[Page extract]:
Work with a coach, mentor, teacher or accountability partner, or invest in some private yoga sessions. I have not been working with a running coach, but I have been working with life coaches all year, and you can bet it’s been rubbing off on me. All this “go after your purpose” business, breaking through my own limiting beliefs and BS excuses, and generally unleashing the awesomeness that has been in the waiting room of my life for way too long has got me bursting at the seams to MOVE, and I feel myself working it out on the track. I have been flexing the muscles of habit-change, positivity, motivation and inspiration in all the other areas of my life, and it’s becoming second nature for me in a pretty fantastic way. If you are feeling stuck in all areas of your life, chances are your body will feel stuck too. Invest in some help to get your flow back.
Next steps: If you have finished this whole blog post and you’re still not racing to the closet for your your yoga pants, roller skates or Wonder Woman costume, then let me offer you some more support options.
-I am now offering a unique blend of private yoga therapy and life coaching to my clients. Whatever goals you are needing a boost with, I can totes help you with this. Want to find out what this would be like? Schedule a free 30-minutes, on me.

[Dataset entries]:
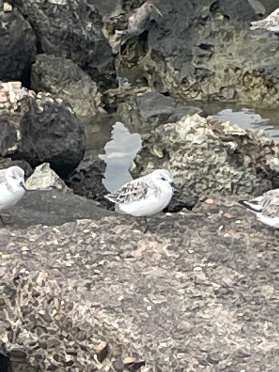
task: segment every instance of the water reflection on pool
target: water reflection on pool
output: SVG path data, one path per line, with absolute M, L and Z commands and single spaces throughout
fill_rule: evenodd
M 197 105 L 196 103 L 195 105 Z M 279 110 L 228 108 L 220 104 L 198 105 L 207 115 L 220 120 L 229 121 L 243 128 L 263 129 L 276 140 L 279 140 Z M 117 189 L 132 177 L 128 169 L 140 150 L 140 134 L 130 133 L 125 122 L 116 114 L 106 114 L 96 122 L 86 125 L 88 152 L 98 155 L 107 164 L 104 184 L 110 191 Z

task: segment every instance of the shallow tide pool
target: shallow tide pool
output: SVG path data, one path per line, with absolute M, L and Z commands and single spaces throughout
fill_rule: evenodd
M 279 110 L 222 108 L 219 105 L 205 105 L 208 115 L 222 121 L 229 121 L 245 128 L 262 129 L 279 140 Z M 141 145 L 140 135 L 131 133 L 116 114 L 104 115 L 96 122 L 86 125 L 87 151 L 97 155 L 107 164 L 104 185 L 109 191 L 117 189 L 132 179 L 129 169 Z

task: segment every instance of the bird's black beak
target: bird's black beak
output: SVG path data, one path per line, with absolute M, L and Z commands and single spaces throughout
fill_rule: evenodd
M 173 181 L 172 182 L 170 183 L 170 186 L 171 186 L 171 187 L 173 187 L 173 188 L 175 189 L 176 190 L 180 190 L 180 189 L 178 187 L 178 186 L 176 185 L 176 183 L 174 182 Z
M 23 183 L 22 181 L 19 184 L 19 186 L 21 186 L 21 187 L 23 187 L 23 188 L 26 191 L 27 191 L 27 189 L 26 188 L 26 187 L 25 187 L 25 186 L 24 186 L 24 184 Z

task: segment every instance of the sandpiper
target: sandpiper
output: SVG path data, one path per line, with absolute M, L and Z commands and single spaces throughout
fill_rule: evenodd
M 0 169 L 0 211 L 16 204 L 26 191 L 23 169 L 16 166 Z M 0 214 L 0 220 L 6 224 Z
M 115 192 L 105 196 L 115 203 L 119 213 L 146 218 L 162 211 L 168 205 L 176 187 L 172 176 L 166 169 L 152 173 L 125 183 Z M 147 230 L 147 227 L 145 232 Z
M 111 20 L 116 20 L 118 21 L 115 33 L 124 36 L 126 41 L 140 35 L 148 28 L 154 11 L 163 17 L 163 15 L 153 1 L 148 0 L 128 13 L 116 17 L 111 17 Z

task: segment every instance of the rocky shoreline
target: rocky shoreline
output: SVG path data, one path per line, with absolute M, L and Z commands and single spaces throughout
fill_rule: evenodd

[Work instruction 1]:
Using the blog excerpt on coaching and yoga, answer each question briefly:
(a) What kind of coach has the writer not been working with?
(b) Which three items might a reader race to the closet for?
(c) How long is the free session the writer offers?
[Work instruction 2]:
Write what comes next in the blog excerpt on coaching and yoga, after its final sentence.

[Answer 1]:
(a) A running coach.
(b) Yoga pants, roller skates or a Wonder Woman costume.
(c) 30 minutes.

[Answer 2]:
-Yoga Refuge offers some fantastic memberships and custom packages designed to help you commit to yourself. The best places to start are signing up for our Welcome Special (seriously, anyone can commit for 14 days, right?), or signing up for a free 30-minute consult with one of our staff so we can help fit you with the right classes, teachers and class packages for your personal goals. E-mail us at firstname.lastname@example.org to schedule your consult today!
-Finally, you can watch this sweet music video from one of my favorite songs on my run playlist to get yourself up and moving. And yes, about 50% of the songs on my playlist are from movies I have watched with my kids. I will totally share it with you if you want. #noshame
Kate Holly is a Teacher, Coach and Yoga therapist and the Director of Yoga Refuge. Say hi at email@example.com!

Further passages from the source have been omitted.